» **Work instructions**
Copy each line of the data below without any change.

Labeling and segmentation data

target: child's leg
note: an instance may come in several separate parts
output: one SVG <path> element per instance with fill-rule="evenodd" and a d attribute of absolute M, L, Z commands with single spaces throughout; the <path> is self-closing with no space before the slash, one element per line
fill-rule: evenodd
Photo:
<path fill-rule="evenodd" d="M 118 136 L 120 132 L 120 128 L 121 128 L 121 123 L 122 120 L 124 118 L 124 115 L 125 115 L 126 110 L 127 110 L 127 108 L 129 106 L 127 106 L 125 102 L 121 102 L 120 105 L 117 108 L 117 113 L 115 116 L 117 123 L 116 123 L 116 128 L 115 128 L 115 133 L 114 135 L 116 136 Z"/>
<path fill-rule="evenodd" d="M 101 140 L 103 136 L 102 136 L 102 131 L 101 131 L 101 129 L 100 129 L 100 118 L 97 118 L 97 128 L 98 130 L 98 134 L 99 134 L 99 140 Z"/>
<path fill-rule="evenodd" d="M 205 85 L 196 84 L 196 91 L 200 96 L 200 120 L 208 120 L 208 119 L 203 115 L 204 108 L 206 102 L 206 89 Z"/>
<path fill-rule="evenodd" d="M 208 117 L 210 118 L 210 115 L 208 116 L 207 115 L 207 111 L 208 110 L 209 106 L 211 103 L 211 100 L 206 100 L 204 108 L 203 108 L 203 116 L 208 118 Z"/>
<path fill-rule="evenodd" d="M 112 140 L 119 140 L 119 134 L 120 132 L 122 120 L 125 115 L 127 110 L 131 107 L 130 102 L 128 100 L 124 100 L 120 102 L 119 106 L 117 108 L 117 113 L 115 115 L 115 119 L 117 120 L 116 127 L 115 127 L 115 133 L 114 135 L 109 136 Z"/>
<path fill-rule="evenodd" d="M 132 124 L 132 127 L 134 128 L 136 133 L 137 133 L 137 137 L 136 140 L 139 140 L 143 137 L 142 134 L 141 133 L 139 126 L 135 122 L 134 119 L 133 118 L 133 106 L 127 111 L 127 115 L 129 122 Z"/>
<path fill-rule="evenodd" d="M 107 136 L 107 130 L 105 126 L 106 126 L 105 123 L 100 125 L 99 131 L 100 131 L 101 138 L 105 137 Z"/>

» **Correct result**
target: child's leg
note: an instance may come in several separate parts
output: one SVG <path> element per instance with fill-rule="evenodd" and a d attribute of absolute M, L, Z commands with single spaces throughout; the <path> is self-closing with no space before the slash, one element per line
fill-rule: evenodd
Photo:
<path fill-rule="evenodd" d="M 118 136 L 120 132 L 120 128 L 121 128 L 121 123 L 122 120 L 124 118 L 124 115 L 125 115 L 126 110 L 127 110 L 127 108 L 129 106 L 127 106 L 125 102 L 121 102 L 120 105 L 117 108 L 117 113 L 115 116 L 117 123 L 116 123 L 116 128 L 115 128 L 115 133 L 114 135 L 116 136 Z"/>
<path fill-rule="evenodd" d="M 101 140 L 103 136 L 102 136 L 102 131 L 101 131 L 101 129 L 100 129 L 100 118 L 97 118 L 97 128 L 98 130 L 98 134 L 99 134 L 99 140 Z"/>
<path fill-rule="evenodd" d="M 205 85 L 196 84 L 196 91 L 200 96 L 200 120 L 208 120 L 208 119 L 203 115 L 204 108 L 206 102 L 206 89 Z"/>
<path fill-rule="evenodd" d="M 208 117 L 210 118 L 210 115 L 208 116 L 207 115 L 207 111 L 208 110 L 209 106 L 211 103 L 211 100 L 206 100 L 204 108 L 203 108 L 203 116 L 208 118 Z"/>
<path fill-rule="evenodd" d="M 112 140 L 119 140 L 119 134 L 120 132 L 122 120 L 125 115 L 127 110 L 131 107 L 130 102 L 128 100 L 124 100 L 120 102 L 119 106 L 117 108 L 117 113 L 115 115 L 115 119 L 117 120 L 116 127 L 115 127 L 115 133 L 114 135 L 109 136 Z"/>
<path fill-rule="evenodd" d="M 132 124 L 132 127 L 134 128 L 136 133 L 137 133 L 137 137 L 136 140 L 139 140 L 143 137 L 142 134 L 141 133 L 139 126 L 135 122 L 134 119 L 133 118 L 133 106 L 127 111 L 127 115 L 129 122 Z"/>
<path fill-rule="evenodd" d="M 107 136 L 107 130 L 105 126 L 106 126 L 105 123 L 100 125 L 99 131 L 100 131 L 101 138 L 105 137 Z"/>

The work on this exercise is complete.